> [Detection annotation data]:
****************
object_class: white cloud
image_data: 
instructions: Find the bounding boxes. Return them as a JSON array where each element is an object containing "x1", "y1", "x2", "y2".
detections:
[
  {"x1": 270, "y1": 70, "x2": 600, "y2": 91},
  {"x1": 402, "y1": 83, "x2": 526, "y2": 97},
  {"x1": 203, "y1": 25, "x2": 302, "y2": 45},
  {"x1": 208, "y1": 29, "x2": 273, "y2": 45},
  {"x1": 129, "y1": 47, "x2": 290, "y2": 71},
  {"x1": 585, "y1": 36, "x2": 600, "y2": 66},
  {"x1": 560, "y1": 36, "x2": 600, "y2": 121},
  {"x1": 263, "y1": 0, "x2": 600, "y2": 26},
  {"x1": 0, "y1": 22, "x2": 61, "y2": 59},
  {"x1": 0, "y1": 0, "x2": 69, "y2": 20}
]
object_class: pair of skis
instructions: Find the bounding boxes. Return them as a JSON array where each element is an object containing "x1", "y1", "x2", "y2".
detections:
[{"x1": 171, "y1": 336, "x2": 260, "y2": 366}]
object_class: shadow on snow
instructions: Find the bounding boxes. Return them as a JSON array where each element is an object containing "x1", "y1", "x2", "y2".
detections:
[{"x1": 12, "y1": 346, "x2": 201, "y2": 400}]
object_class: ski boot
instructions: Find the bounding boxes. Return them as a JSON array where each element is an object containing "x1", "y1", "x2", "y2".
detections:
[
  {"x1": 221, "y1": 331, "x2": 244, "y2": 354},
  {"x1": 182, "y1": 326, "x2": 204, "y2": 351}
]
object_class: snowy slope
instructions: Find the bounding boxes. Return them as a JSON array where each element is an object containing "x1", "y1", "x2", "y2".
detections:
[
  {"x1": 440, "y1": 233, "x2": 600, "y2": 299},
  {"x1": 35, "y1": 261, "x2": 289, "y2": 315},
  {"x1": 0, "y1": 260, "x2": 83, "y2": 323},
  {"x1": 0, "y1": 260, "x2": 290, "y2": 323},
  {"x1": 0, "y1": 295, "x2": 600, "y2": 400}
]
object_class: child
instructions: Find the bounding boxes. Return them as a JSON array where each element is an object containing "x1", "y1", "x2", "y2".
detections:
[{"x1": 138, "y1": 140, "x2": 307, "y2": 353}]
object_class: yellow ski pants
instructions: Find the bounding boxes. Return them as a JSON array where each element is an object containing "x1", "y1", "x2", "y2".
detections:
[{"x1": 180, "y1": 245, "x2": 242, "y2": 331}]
****************
Rewrite all of the data above, replacing "bounding boxes" with "enclosing boxes" wherever it occurs and leaving everything else unchanged.

> [Solution to this task]:
object_class: white cloud
image_data: 
instructions: Find the enclosing boxes. Return them as a JSON array where each element is an object containing "x1", "y1", "x2", "y2".
detections:
[
  {"x1": 270, "y1": 70, "x2": 600, "y2": 91},
  {"x1": 402, "y1": 83, "x2": 526, "y2": 97},
  {"x1": 203, "y1": 25, "x2": 302, "y2": 45},
  {"x1": 208, "y1": 29, "x2": 273, "y2": 45},
  {"x1": 129, "y1": 47, "x2": 290, "y2": 71},
  {"x1": 585, "y1": 36, "x2": 600, "y2": 66},
  {"x1": 560, "y1": 36, "x2": 600, "y2": 121},
  {"x1": 263, "y1": 0, "x2": 600, "y2": 26},
  {"x1": 0, "y1": 22, "x2": 61, "y2": 59},
  {"x1": 0, "y1": 0, "x2": 69, "y2": 20}
]
object_class: pair of skis
instructions: Find the enclosing boxes. Return them as a JSON array where each element is an object containing "x1", "y1", "x2", "y2".
detections:
[{"x1": 171, "y1": 336, "x2": 260, "y2": 366}]
object_class: shadow on snow
instructions: Find the enclosing boxes. Return them as a JSON array where each element is an object containing "x1", "y1", "x2", "y2".
detections:
[{"x1": 12, "y1": 346, "x2": 201, "y2": 400}]
object_class: ski boot
instructions: Find the enclosing boxes. Return them as a JSON array where each element is an object containing "x1", "y1", "x2", "y2".
detections:
[
  {"x1": 221, "y1": 331, "x2": 244, "y2": 354},
  {"x1": 182, "y1": 326, "x2": 204, "y2": 351}
]
object_class: snowy slope
instructions: Find the enclosing boxes. Return them as a JSON array where each element is an object containing "x1", "y1", "x2", "y2".
detections:
[
  {"x1": 440, "y1": 233, "x2": 600, "y2": 299},
  {"x1": 35, "y1": 261, "x2": 289, "y2": 315},
  {"x1": 0, "y1": 260, "x2": 83, "y2": 323},
  {"x1": 0, "y1": 260, "x2": 290, "y2": 323},
  {"x1": 0, "y1": 295, "x2": 600, "y2": 400}
]
object_class: child
instructions: Find the enclosing boxes. Return them as a JSON array where each element is an object containing "x1", "y1", "x2", "y2".
detections:
[{"x1": 138, "y1": 140, "x2": 307, "y2": 353}]
object_class: yellow ski pants
instructions: Find the enclosing boxes. Return them as a JSON array where each element is an object containing "x1", "y1", "x2", "y2".
detections:
[{"x1": 180, "y1": 245, "x2": 242, "y2": 331}]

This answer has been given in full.